EXCERPT TO READ.
Australia's Qantas removed one of its Airbus A380 superjumbos from service on Wednesday after discovering "minor cracks" in its wings, but said that there was no risk to flight safety.
The Australian airline also stressed that it was not the "type two" cracking found across the global A380 fleet last month which was "now the subject of a European airworthiness directive."
"To date, type two cracking has not been found on Qantas aircraft," a Qantas spokeswoman said.
The small cracking, on "some wing rib feet", was discovered during an extra round of precautionary checks requested by Airbus on the Qantas superjumbo after it hit severe turbulence over India in January.
Seven passengers were injured and four required hospital treatment in Singapore following the incident.
"This cracking is not related to the turbulence, or specific to Qantas, but is traced back to a manufacturing issue," the Qantas spokeswoman said.
"Airbus has confirmed that it has no effect on flight safety."
Qantas, which has 12 A380s in its fleet, said an "inspection and repair regime has been developed" in conjunction with Airbus and it expected the jet in question to return to service within a week.
"We will follow Airbus instructions on any further action that may be required," the spokeswoman said.
It is the second Qantas A380 to be found with wing rib cracks, with a superjumbo involved in a dramatic mid-air engine explosion over Indonesia in November 2010 also suffering cracking.
The European Aviation Safety Agency last month ordered the inspection of 20 A380s after cracks were found in the wings of Singapore Airlines, Emirates and Air France planes.
Toulouse-based Airbus, the main subsidiary of aerospace giant EADS, has said the tiny cracks can be easily fixed and pose no safety risks.
The A380 is the world's biggest passenger jet and a key product in Airbus's line-up as it battles its main rival, US giant Boeing, for the top spot in the world civil airliner industry.
The double-decker plane entered service in 2007 after years of technical delays. There are now 67 in service around the world and, while they have never had a fatal accident, there have been teething problems.

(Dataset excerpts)
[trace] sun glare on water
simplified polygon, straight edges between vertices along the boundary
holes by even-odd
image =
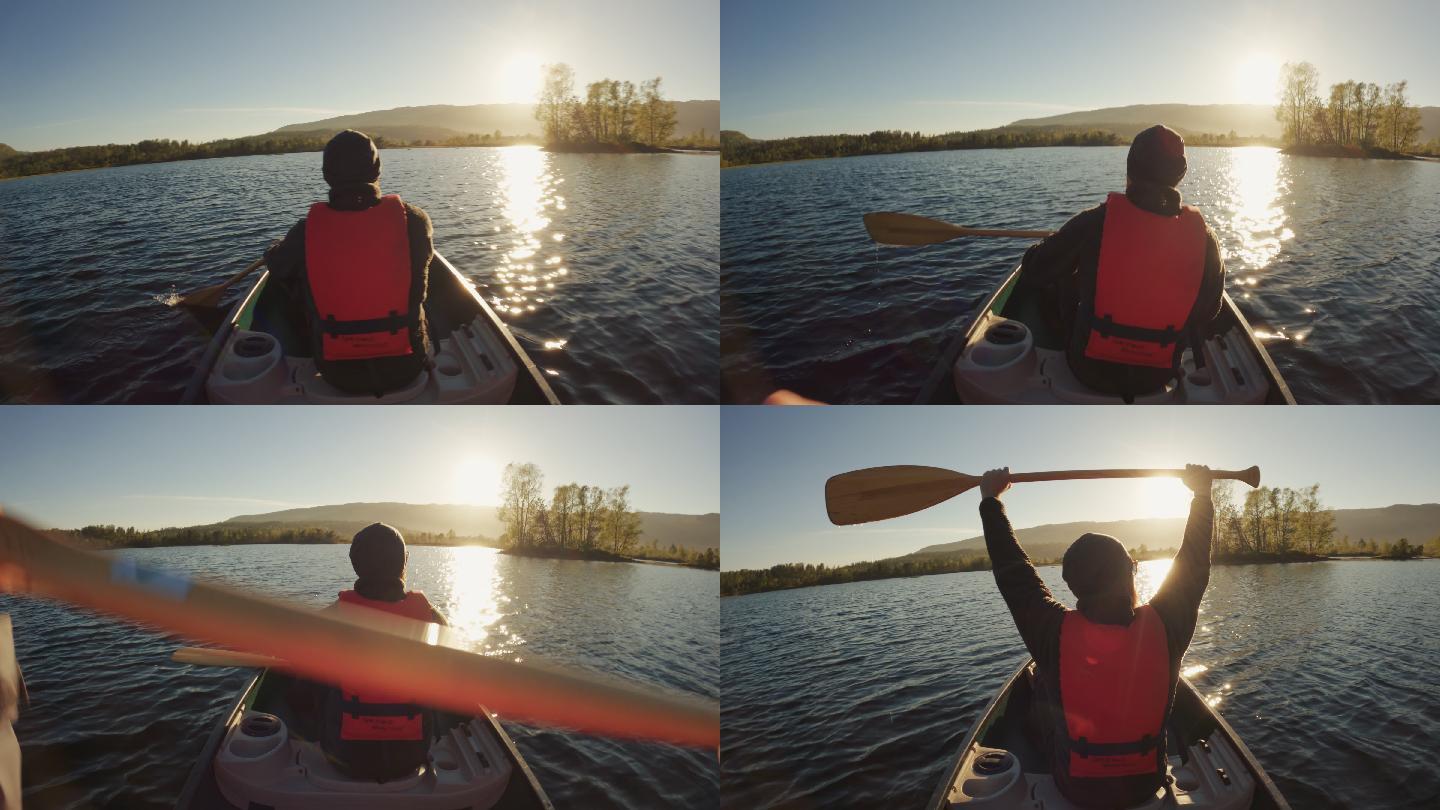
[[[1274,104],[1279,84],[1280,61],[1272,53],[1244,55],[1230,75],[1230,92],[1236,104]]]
...
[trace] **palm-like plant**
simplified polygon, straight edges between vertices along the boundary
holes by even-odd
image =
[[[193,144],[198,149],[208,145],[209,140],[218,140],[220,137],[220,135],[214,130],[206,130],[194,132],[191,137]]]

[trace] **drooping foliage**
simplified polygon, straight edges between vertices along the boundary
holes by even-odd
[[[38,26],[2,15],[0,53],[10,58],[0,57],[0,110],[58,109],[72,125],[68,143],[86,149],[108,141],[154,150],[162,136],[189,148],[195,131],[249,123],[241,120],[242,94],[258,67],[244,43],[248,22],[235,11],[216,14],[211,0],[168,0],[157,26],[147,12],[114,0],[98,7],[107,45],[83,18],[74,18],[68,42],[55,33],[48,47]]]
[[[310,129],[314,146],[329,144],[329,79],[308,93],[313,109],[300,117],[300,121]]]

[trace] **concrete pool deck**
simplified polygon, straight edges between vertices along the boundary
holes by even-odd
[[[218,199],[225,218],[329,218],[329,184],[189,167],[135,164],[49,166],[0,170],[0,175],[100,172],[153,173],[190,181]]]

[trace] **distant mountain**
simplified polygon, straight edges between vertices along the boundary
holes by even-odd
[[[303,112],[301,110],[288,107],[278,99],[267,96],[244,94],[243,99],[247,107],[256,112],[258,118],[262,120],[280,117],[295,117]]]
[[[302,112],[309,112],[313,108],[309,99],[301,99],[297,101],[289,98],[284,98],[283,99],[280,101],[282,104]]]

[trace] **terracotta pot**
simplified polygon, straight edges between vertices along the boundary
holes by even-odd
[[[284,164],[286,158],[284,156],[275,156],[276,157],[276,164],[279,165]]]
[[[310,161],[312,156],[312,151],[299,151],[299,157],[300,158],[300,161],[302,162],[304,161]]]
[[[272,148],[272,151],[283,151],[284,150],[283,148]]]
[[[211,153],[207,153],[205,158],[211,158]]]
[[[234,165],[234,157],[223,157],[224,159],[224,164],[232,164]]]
* * *
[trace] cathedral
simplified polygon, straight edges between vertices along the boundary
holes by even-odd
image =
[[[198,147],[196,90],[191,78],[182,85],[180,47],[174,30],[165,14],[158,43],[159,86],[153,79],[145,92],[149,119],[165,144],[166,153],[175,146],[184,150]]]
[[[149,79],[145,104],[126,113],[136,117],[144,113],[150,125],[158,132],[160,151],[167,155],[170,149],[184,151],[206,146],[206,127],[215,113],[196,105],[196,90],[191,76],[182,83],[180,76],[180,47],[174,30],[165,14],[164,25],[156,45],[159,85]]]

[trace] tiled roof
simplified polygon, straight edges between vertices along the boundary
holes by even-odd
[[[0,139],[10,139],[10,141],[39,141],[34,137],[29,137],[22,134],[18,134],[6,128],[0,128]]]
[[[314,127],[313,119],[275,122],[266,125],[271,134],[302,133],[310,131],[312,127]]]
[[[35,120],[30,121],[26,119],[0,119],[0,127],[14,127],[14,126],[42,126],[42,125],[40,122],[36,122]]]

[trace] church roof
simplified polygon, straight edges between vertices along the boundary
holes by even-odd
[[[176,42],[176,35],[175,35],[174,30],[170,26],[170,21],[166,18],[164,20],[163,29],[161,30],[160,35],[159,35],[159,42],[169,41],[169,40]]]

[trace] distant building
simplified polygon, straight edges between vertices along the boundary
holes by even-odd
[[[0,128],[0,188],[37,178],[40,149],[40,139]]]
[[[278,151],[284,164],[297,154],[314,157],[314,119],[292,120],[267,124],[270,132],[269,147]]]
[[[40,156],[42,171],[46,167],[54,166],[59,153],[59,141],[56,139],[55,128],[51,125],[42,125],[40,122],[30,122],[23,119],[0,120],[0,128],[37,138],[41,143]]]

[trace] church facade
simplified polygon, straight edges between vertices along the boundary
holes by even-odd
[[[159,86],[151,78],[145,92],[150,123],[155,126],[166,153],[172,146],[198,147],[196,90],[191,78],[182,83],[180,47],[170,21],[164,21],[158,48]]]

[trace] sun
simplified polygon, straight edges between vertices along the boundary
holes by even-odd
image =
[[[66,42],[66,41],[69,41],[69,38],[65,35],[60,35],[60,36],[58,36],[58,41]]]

EXERCISE 1.
According to the Qantas article, why was the extra round of checks that found the cracks carried out on this superjumbo?
EXERCISE 2.
Decide whether each statement agrees with the Qantas article, answering yes or no and quoting the deciding words: (a) Type two cracking has been found on Qantas aircraft. (b) Qantas expects the affected jet to return to service within a week. (c) The A380 has had a fatal accident.

EXERCISE OUTPUT 1.
Airbus requested the extra precautionary checks because the Qantas superjumbo hit severe turbulence over India in January.

EXERCISE OUTPUT 2.
(a) No: "To date, type two cracking has not been found on Qantas aircraft."
(b) Yes: "it expected the jet in question to return to service within a week."
(c) No: "while they have never had a fatal accident."